<<<<
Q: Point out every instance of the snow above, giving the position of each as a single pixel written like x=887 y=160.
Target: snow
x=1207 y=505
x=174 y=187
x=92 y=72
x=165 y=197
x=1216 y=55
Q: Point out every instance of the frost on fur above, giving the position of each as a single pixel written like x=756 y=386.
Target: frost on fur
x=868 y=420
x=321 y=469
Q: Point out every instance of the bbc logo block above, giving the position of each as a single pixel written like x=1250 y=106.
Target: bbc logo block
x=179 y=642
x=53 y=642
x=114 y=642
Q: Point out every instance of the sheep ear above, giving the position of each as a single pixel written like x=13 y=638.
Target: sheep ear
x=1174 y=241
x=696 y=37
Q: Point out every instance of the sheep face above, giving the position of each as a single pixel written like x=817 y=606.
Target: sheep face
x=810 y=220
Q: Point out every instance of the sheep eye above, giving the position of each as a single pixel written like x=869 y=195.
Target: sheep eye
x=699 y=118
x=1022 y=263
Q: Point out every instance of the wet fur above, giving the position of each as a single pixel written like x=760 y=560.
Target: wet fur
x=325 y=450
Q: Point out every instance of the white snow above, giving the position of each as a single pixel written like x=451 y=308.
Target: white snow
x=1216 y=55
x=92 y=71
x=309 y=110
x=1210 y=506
>>>>
◆ **Your objective**: Without changing a word, print all of the entries above.

◆ **Output**:
Q: Point out every instance of the snow above, giving the position of each as a single pixel written like x=887 y=160.
Target: snow
x=1207 y=505
x=174 y=187
x=92 y=72
x=165 y=197
x=1216 y=55
Q: Point out every instance of the frost on fur above, giving the position of each as a single pixel written like x=756 y=386.
Target: frost on fur
x=868 y=420
x=321 y=469
Q: Point out every instance of the bbc logo block above, giving the position of each as a single pixel written like x=1250 y=106.
Target: bbc logo block
x=179 y=642
x=53 y=642
x=114 y=642
Q: Point out every instance of the sheep ear above, giving the position of each as a single pixel written like x=13 y=638.
Target: sheep ear
x=1174 y=241
x=696 y=37
Q: Point out every instance of the sheep face above, giving the position of each as a single pixel written like x=817 y=606.
Target: sheep face
x=810 y=220
Q: Point out every instance of the sheep eye above, giving the position of each as a single pixel written like x=869 y=195.
Target: sheep eye
x=699 y=118
x=1022 y=263
Q: Point out every instance of the wet fur above, giving the position of each as a single pixel written like x=760 y=560.
Target: wet fur
x=325 y=450
Q: Point out every instance of the white snow above, giving the position of each as a single pixel written like x=451 y=308.
Target: white snow
x=1216 y=55
x=92 y=71
x=309 y=110
x=1210 y=506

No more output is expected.